**Given data:**
* * * * * * * * *

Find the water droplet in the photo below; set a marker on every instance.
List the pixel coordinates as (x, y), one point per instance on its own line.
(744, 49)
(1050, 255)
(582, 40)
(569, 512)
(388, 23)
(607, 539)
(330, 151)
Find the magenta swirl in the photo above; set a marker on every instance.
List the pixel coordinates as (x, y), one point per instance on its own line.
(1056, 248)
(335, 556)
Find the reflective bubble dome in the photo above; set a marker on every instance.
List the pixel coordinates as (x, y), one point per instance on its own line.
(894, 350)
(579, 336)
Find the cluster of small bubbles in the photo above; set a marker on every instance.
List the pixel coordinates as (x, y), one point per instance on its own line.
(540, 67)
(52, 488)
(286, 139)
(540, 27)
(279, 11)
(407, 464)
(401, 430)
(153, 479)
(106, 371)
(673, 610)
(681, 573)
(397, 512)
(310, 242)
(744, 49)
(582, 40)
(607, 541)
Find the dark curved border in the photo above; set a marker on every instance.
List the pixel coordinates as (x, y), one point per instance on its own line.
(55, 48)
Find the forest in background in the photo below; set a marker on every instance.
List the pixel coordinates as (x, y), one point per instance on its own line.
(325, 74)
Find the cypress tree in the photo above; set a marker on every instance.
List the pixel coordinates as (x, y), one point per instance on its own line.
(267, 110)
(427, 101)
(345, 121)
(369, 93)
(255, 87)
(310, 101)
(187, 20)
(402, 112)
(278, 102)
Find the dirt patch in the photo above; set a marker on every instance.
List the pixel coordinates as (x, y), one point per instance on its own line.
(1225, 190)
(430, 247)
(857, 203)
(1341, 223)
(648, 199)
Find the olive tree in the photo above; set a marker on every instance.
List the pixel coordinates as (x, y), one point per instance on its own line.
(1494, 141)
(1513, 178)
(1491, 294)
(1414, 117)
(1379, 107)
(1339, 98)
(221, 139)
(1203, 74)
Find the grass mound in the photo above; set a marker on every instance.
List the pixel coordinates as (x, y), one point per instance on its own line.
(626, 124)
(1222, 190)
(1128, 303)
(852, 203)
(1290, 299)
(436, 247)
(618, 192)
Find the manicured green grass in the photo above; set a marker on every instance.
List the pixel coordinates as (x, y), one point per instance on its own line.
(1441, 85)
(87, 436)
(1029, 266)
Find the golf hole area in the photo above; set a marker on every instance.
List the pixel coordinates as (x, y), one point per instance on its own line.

* * * * * * * * *

Set down the listing above in full, please, exactly as it appears.

**The result:**
Find the water droplet in the photo below; set a marker on every instance.
List the pixel coordinates as (x, y), one point per instance on its own line.
(744, 49)
(1050, 255)
(582, 40)
(569, 512)
(388, 23)
(607, 539)
(330, 151)
Find the magenta swirl in the photo above; set a marker on every instance.
List the pixel coordinates as (x, y), one point per instance on its own line.
(1056, 248)
(335, 556)
Find the reflective bubble dome in the photo above; set a marker on every instance.
List the pixel coordinates as (x, y), one point per instance on its own line.
(894, 350)
(579, 336)
Find the cluster of small bubbles in the photo above; set a marker on every instance.
List the pixel coordinates as (x, y), one point per instance on its own line.
(540, 67)
(52, 488)
(286, 139)
(540, 27)
(279, 11)
(407, 464)
(401, 430)
(153, 479)
(106, 371)
(673, 610)
(681, 573)
(397, 512)
(310, 242)
(744, 49)
(582, 40)
(607, 541)
Find the dark curved border in the photo above; set a marker on every instance.
List the pixel coordinates as (x, y), one point per instance on its own line.
(55, 48)
Find the forest in background in the photo below; set a marker on every instance.
List the pixel coordinates as (x, y), one point per instance on its own line.
(325, 74)
Find the cypress tree in the photo above; set a marker on every instance.
List the pixel coordinates as (x, y), one point per instance on its own line.
(267, 110)
(427, 101)
(345, 121)
(369, 93)
(255, 87)
(310, 101)
(187, 20)
(402, 112)
(278, 102)
Find the dirt patch in the photo above; set a marker on every instance.
List the pixel coordinates as (x, y), one point per instance on its own line.
(1225, 190)
(430, 247)
(857, 203)
(1341, 223)
(648, 199)
Find the olive tree in the photo above; set a marker on every instance.
List the pixel coordinates as (x, y), one point per instance on its own line.
(1494, 141)
(1513, 178)
(1491, 294)
(1414, 117)
(1379, 107)
(1339, 98)
(221, 139)
(1203, 74)
Find the grass mound in the photo above; set a marker on every instance.
List the pixel coordinates as (x, y), one point per instance on its own line.
(626, 124)
(1222, 190)
(1128, 303)
(852, 203)
(1290, 299)
(436, 247)
(618, 192)
Find the manicured green grass in the photo above; set a marker on every instance.
List the pixel coordinates as (x, y), one point per instance on its own line.
(1441, 85)
(87, 436)
(1029, 266)
Find the golf hole area in the photo above; set a marker on every instance.
List the pixel coordinates as (x, y), one point per instance on its own line.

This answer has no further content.